= Exercise aim =
Show every line of the items below that contains the word "dining", copying each one in full. Treat the match as case-sensitive.

= Records from a point labeling set =
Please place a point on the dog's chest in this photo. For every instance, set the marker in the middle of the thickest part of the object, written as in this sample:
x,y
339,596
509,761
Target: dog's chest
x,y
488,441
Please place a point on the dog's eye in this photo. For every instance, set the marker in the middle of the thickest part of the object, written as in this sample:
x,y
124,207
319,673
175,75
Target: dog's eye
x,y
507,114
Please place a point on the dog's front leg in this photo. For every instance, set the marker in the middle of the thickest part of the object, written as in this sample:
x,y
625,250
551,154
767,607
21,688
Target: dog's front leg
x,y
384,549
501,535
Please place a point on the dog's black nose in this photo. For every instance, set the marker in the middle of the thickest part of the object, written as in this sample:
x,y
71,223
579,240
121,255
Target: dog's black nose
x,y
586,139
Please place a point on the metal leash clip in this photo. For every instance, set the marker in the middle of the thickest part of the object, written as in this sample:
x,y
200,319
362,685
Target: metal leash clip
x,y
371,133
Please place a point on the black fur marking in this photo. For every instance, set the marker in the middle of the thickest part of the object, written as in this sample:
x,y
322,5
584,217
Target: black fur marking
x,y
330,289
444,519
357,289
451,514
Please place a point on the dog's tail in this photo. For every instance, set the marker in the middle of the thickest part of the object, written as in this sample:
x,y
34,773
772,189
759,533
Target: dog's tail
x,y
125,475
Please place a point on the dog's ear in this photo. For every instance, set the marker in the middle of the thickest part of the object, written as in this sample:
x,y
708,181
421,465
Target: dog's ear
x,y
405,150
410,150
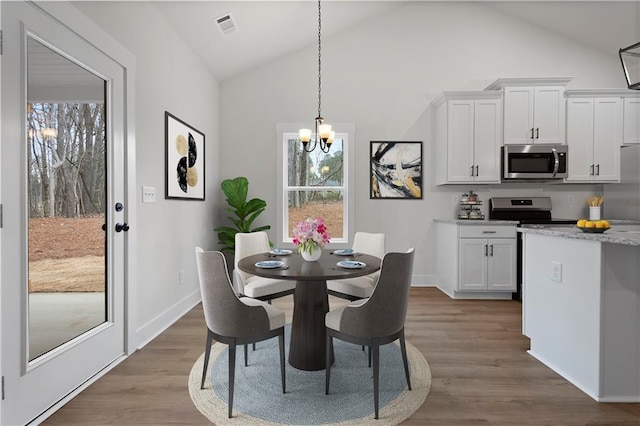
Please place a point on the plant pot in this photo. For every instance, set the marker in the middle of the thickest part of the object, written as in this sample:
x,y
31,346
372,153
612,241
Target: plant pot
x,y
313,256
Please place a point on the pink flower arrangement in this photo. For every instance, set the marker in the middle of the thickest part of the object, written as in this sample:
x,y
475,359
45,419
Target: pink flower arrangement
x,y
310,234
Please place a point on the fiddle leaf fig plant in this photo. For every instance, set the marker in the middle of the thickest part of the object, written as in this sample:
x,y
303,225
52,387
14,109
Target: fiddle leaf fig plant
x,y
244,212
---
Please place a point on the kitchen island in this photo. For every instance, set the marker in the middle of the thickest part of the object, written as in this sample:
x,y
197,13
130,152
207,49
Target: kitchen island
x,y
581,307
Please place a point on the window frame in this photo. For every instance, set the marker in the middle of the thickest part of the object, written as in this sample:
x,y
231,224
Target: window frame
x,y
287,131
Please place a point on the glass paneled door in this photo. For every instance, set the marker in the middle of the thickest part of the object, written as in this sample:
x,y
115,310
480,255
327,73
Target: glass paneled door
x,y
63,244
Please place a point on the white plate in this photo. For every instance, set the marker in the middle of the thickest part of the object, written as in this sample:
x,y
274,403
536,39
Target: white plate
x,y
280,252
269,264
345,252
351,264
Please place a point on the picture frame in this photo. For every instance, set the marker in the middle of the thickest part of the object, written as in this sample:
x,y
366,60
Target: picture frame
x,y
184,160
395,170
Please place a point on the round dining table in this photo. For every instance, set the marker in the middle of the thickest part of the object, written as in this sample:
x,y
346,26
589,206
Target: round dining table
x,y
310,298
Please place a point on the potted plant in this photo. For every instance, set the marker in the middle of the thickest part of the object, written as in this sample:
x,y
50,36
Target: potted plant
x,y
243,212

= Final answer =
Please place a point on the round dining table in this photo. For every instance, set the marker in the middle of the thickest part of the object, written as in this sample:
Target: round dining table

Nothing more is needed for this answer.